Supplied records section start
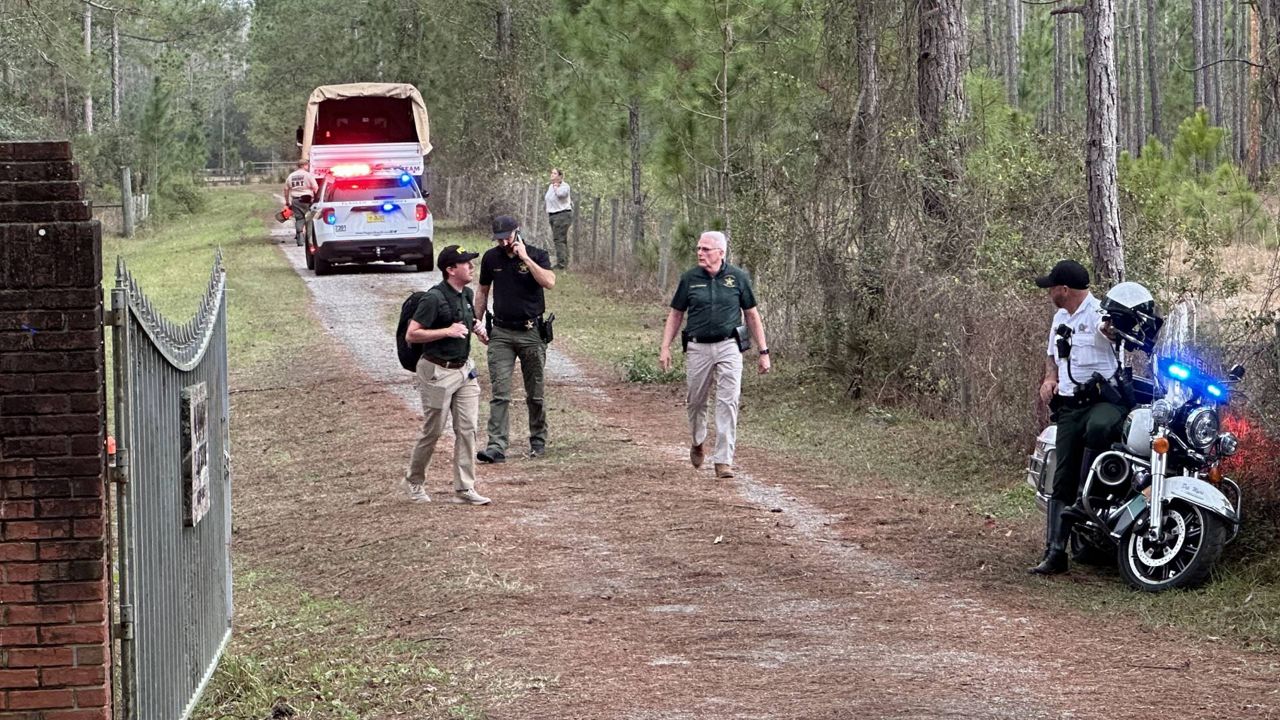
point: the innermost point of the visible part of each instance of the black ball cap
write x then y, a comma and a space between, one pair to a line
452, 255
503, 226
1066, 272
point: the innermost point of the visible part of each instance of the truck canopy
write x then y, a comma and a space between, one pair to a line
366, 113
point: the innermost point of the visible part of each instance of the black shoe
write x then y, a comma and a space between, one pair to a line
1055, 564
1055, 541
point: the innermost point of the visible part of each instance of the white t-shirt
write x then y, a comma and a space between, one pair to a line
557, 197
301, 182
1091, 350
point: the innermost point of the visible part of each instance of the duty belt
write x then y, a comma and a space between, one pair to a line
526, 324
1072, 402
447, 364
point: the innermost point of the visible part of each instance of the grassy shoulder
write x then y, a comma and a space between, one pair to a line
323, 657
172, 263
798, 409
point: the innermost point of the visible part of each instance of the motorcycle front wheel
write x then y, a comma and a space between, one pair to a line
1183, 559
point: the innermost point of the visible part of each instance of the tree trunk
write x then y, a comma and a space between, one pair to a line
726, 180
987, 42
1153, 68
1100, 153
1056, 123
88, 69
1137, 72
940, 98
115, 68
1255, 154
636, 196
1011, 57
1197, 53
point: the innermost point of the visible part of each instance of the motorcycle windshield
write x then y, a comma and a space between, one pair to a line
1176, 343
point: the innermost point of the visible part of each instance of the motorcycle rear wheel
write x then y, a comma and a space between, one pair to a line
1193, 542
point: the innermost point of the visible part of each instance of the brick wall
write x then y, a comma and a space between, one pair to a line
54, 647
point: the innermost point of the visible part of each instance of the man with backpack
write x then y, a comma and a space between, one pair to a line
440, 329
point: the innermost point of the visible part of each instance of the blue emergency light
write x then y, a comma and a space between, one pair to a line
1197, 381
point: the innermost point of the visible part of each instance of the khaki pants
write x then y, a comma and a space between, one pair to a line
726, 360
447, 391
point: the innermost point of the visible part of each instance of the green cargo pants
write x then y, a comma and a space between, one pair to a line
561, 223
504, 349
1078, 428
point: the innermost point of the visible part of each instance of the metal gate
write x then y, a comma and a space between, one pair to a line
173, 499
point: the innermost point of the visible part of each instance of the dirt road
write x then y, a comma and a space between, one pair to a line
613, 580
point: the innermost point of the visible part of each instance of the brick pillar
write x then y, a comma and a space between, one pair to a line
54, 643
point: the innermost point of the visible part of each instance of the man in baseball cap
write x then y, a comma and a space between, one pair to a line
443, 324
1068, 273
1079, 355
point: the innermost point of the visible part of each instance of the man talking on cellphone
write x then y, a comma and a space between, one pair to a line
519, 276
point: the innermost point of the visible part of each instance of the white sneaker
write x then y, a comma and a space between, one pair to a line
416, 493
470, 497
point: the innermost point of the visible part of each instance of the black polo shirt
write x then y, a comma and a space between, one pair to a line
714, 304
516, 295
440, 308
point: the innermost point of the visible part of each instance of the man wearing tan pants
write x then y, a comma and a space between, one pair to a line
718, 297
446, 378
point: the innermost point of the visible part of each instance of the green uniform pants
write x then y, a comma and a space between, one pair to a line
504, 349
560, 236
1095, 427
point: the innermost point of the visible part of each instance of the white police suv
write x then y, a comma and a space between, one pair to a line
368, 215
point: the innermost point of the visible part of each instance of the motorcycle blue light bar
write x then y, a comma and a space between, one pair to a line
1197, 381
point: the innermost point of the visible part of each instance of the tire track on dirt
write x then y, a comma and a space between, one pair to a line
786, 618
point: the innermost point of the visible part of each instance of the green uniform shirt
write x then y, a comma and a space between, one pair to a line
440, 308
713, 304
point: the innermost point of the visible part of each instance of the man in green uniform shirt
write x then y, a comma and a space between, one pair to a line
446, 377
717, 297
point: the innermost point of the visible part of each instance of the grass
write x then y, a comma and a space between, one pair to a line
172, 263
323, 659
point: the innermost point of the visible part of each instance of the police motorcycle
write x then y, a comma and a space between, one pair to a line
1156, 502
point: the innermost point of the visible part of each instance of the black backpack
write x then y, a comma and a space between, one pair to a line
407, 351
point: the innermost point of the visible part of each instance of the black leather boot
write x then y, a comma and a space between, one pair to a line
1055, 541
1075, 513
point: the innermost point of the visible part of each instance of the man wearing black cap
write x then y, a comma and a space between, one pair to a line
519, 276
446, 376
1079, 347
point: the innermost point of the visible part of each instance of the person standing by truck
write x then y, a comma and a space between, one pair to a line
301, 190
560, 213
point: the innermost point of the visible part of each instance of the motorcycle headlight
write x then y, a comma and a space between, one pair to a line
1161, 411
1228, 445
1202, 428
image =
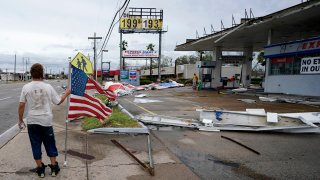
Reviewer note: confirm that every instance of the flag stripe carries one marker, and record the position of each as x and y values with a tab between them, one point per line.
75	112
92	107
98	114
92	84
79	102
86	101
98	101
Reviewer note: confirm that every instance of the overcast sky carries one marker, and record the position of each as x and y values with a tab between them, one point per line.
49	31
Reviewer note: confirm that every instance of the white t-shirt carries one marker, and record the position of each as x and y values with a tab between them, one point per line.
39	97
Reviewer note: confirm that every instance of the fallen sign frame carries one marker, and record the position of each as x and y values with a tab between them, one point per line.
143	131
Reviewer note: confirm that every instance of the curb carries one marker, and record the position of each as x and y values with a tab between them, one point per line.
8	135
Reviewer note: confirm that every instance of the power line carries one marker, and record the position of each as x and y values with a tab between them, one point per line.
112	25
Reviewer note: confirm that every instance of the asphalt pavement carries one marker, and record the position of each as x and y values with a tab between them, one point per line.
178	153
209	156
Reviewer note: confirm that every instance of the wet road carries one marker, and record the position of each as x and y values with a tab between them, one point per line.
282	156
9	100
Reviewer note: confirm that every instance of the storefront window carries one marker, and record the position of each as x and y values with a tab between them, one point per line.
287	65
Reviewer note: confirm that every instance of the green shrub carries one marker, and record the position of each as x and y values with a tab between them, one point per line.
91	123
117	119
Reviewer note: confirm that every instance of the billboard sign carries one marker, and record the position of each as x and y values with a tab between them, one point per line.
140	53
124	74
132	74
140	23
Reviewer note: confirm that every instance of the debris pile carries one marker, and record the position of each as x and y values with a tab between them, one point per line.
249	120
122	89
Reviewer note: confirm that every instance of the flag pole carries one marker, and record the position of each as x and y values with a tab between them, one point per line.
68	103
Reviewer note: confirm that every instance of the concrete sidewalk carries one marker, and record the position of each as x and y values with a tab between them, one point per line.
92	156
Supplied records section end
◆ Task requirements ◆
Wherever the string "motorcycle" appears in the records above, copy the line it sits in.

◆ Result of the task ◆
point: the innermost point of the visible part of each instance of the motorcycle front wheel
point: the innermost point of the visible part of each instance of the motorcycle windshield
point: the innermost point of the visible part of each instance of the motorcycle rear wheel
point: the innermost point of the visible part of each instance of the motorcycle blue light bar
point: the innermost point of the visible part of each instance of the police motorcycle
point: the innermost point of the visible part of each instance of the motorcycle headlight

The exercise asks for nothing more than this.